[[ Text shown, beginning ]]

# Cattleya lueddemaniana coerulea flamea ‘Lukamee’



## DrLeslieEe (Jan 13, 2022)

First bloom of a division plant from the collection of Orquidário Americana in Brazil. Just lovely I think! 







I named it on a play of words. Can anybody guess what it says?


----------



## Greenpaph (Jan 13, 2022)

Love the coloration! And the lip


----------



## Ozpaph (Jan 13, 2022)

look-at-me.
its impressive


----------



## abax (Jan 13, 2022)

Very niiiice Leslie. The colors are so harmonious and a good dorsal as well.


----------



## dodidoki (Jan 14, 2022)

God, I love it!!!❤❤❤❤


----------



## monocotman (Jan 14, 2022)

Very beautiful! That lip is so intense!


----------



## terryros (Jan 14, 2022)

Leslie, I am going to do a post soon on another Cattleya primary hybrid using a coerulea lueddemanniana with a coerulea of another species (I don't want to give it all away) but the resulting progeny was not coerulea but a light magenta. What do you know about the coerulea gene in lueddemanniana compared to other species? I am picturing these Cattleya coerulea genes as multiple and recessive. I am wondering how many true coerulea Cattleya primary hybrids there can even be. Maybe there are mutant coerulea genes that became dominant and can be transmitted? Yours is such an intense color unless you have really messed with the lighting and the photo!


----------



## monocotman (Jan 14, 2022)

Terry, 
the issue of crossing two coerulea forms of different species and producing either 0 or 100% coerulea F1’s is well understood genetically.
It all depends on whether the two clones have a mutation in exactly the same gene or not. If they do, then 100% coeruleas are possible. If not, then 100% tipo forms can be expected.
This is because a mutation that causes coeruleas can happen in more than one gene.


----------



## DrLeslieEe (Jan 14, 2022)

Coerulea genes are recessive, usually located in different regions on different species that may overlap. As Terry mentioned, if there is no overlap then the tipo flowers occur as there are no genetic complementation. 

There is also the possibility of ‘dilute’ heterozygous genes like in albas where the coerulea gene is linked with a red gene but expressed as intermediate in color (as in this case).


----------



## terryros (Jan 14, 2022)

Do we know any Cattleya species where the coerulea genes in the same locus so that the primary hybrid would reliably be coerulea? Or, are there just two many different coerulea mutations so it is always a shake of the dice.

The corollary question for Leslie would be whether he knows of any breeding history with his plant? Does it ever pass on the strong coerulea?


----------



## monocotman (Jan 15, 2022)

I think that the primary hybrid canhamiana is reliably coerulea when mossiae coerulea and purpurata werkhauseri are used. 
Its also possible that there are different forms of coerulea within the same species caused by mutations in different genes, so to make this decision you’d need to know the actual cultivars used in the cross.


----------



## southernbelle (Jan 16, 2022)

Absolutely gorgeous!! And I’m loving the discussion about the genetics, even though I understand about every 5th word . 
As an aside, I just became familiar with these types of genetic things in dog breeding having just acquired a genetically clean (from the 20 or so recessive gene problems that can affect poodles and golden retrievers), multi-Gen petite (under 14” and 25 lbs as an adult) Goldendoodle puppy.

[[ Text shown, end ]]
[[ Data to examine, beginning ]]

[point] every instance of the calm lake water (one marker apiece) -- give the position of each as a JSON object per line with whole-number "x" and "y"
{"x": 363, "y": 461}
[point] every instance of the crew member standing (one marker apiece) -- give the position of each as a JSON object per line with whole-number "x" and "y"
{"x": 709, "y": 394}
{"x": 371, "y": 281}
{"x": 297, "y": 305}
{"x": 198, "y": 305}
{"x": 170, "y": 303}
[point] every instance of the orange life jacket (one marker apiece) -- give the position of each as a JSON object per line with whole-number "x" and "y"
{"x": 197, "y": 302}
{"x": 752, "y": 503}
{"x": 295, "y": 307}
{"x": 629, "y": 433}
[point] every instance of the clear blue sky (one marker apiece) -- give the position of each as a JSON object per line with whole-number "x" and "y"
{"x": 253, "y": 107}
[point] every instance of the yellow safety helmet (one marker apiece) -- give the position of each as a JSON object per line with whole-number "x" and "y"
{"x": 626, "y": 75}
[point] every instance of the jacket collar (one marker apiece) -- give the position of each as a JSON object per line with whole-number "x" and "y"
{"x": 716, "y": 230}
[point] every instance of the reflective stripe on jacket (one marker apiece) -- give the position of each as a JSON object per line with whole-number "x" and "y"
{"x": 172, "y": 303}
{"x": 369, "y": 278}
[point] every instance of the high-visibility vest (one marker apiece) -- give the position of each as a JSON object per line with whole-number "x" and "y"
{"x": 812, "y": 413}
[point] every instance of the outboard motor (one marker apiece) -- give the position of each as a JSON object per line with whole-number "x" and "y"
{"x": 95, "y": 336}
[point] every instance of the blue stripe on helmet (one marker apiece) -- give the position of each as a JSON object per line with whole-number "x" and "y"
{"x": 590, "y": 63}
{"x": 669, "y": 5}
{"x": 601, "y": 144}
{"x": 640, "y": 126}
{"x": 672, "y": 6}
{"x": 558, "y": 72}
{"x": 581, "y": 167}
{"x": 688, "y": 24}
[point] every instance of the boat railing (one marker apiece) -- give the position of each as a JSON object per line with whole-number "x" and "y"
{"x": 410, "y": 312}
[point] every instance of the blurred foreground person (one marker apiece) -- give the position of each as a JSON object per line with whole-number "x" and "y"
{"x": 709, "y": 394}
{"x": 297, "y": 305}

[[ Data to examine, end ]]

> **Requirement A**: Reproduce, word for word, the part of the Cattleya thread that opens with the words containing "As an aside, I" and closes with "adult) Goldendoodle puppy.".
> **Requirement B**: Carry the Cattleya thread forward from its final sentence.
The material above bears no relation to the Cattleya thread.

> **Exercise result A**:
As an aside, I just became familiar with these types of genetic things in dog breeding having just acquired a genetically clean (from the 20 or so recessive gene problems that can affect poodles and golden retrievers), multi-Gen petite (under 14” and 25 lbs as an adult) Goldendoodle puppy.

> **Exercise result B**:
Having had a Bichon Frise from the top breeder in France 15 years ago before these things were tested in dogs, I learned that patellar subluxation is passed down through a recessive gene. We paid for a dog from him (he had numerous champions of France, Belgium and Vice-Champion of the world), so we wouldn’t have the vet bills associated with patellas, hips, etc. and he guaranteed 10-12 lb adult size. Our dog was wonderful at 11 lbs, exceedingly smart, had a coat to die for and at age 2.5 started to develop patella problems in both knees. My vet explained that if the breeder had never bred our Curly’s particular parents (which he hadn’t), he had no way of knowing they both carried a recessive gene. So, two knee surgeries over the next 3 years assured us our dog would not be crippled for life. This time, at least I know that won’t happen again. And I know enough now about these things to be dangerous.


----------



## My Green Pets (Jan 16, 2022)

Gorgeous bloom Leslie!


----------



## terryros (Jan 16, 2022)

Leslie, I looked at the 33 awarded coerulea lueddemanniana that are posted in Orchid Pro and only the most recent AM 'Frank Smith' (Jan. 31, 2021) has coloration even approaching yours. That flower had an 18 cm horizontal natural spread. How wide is yours? Has yours been used in breeding?


----------



## DrLeslieEe (Jan 22, 2022)

The NS for this flower is 15.5 cm. Might get larger as it establishes.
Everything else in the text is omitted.